# Short problem
Go through the material and write it all out exactly, minus the pictures.

# Material shown

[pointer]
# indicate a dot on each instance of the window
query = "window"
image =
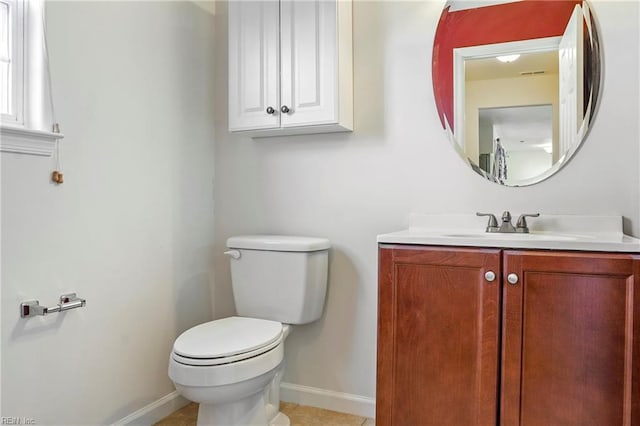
(26, 107)
(11, 60)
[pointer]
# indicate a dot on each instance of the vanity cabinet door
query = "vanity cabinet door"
(571, 339)
(438, 336)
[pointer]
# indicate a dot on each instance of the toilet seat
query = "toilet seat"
(226, 341)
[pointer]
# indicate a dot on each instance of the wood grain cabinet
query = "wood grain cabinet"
(471, 336)
(290, 67)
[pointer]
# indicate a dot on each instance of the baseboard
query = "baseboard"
(154, 412)
(329, 400)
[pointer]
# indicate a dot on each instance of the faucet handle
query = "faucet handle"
(492, 226)
(521, 225)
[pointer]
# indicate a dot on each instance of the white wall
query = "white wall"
(351, 187)
(130, 230)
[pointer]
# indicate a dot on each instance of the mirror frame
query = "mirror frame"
(553, 14)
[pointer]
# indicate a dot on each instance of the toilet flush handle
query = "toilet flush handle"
(235, 254)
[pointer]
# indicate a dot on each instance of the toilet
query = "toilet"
(233, 366)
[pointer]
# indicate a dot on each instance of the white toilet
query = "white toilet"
(232, 367)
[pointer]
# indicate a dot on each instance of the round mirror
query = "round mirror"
(516, 84)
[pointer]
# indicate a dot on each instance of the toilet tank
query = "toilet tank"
(280, 278)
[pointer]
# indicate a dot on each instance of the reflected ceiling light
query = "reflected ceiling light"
(507, 58)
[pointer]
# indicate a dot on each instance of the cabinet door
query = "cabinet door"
(254, 64)
(571, 341)
(438, 325)
(309, 55)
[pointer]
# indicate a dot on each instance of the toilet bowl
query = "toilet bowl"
(233, 366)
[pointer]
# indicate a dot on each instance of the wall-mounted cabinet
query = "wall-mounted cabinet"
(290, 67)
(471, 336)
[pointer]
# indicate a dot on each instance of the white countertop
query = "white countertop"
(559, 232)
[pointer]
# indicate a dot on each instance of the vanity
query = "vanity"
(478, 328)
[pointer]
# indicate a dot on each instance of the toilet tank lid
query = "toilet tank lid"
(278, 243)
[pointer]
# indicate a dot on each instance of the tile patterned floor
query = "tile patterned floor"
(299, 415)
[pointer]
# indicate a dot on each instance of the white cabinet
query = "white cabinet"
(290, 67)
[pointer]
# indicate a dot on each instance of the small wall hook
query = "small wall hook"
(57, 177)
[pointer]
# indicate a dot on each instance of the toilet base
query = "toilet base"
(249, 412)
(280, 419)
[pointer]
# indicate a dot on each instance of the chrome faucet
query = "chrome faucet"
(506, 226)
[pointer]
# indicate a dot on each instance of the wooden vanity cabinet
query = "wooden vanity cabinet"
(559, 347)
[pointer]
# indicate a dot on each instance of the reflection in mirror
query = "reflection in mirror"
(525, 134)
(529, 65)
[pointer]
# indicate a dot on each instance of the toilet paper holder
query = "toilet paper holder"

# The reply
[pointer]
# indicate a dot on each instance of the window
query = "window"
image =
(26, 107)
(11, 60)
[pointer]
# indicate a dot on each instance of the vanity cabinet door
query = "vanity cabinet door"
(571, 339)
(438, 336)
[pointer]
# indicate a dot on each instance of the toilet seat
query = "toilet seat"
(226, 341)
[pointer]
# indicate a dot on each instance of the wood grain cabinet
query = "wood grain cabinet"
(471, 336)
(290, 67)
[pointer]
# indicate a dot on each instance of the baseboard
query = "baseboard"
(154, 412)
(329, 400)
[pointer]
# indicate a dot on each instance of the faucet handle
query = "faucet handle"
(492, 226)
(521, 225)
[pointer]
# indicate a dot on each instance of the white wall
query = "white wall"
(351, 187)
(130, 230)
[pointer]
# indicate a dot on each instance of the mirror frame
query = "mirror frame"
(553, 14)
[pointer]
# indicate a dot on each instance of the toilet flush handle
query = "toilet flush handle"
(235, 254)
[pointer]
# indicate a dot on each instance of the toilet
query = "toilet"
(233, 366)
[pointer]
# indicate a dot on each instance of the white toilet
query = "white toilet"
(232, 367)
[pointer]
# indicate a dot on each instance of the round mirror
query = "round mirror"
(516, 84)
[pointer]
# indicate a dot on each instance of the toilet tank
query = "toilet tank"
(280, 278)
[pointer]
# indicate a dot on each instance of the reflected ceiling light
query = "reflected ceiling light"
(507, 58)
[pointer]
# indicate a dot on each instance of the cabinet door
query = "cabinet door"
(254, 64)
(571, 341)
(438, 325)
(309, 55)
[pointer]
# indicate a dot on each instance of the toilet bowl
query = "toilet bowl"
(233, 366)
[pointer]
# indicate a dot on each instance of the wall-mounted cabinet
query = "wall-mounted cabinet"
(290, 67)
(471, 336)
[pointer]
# indicate a dot on each instance of the white countertop
query = "white countertop"
(559, 232)
[pointer]
# indicate a dot on each instance of the vanity
query = "vanity"
(478, 328)
[pointer]
# indicate a dot on each instance of the toilet tank lid
query = "toilet tank lid"
(278, 243)
[pointer]
# indicate a dot on each instance of the tile patterned floor
query = "tile patterned floor"
(299, 415)
[pointer]
# indicate a dot on each instance of the white cabinet
query = "white cabinet"
(290, 67)
[pointer]
# indicate a dot on each instance of the small wall hook
query = "small wall hook"
(57, 177)
[pointer]
# indicate a dot on each instance of the toilet base
query = "toilet base"
(249, 412)
(280, 419)
[pointer]
# indicate a dot on each instance of the chrome faucet
query = "chrome faucet"
(506, 226)
[pointer]
# indicate a dot on each instance of the wooden vanity cabinet
query = "wooden vanity cabinet"
(559, 347)
[pointer]
# indicate a dot on each instance of the reflection in mirror
query = "reflection in mirror"
(525, 134)
(529, 65)
[pointer]
# indicate a dot on each instance of the toilet paper holder
query = "toilet paper holder"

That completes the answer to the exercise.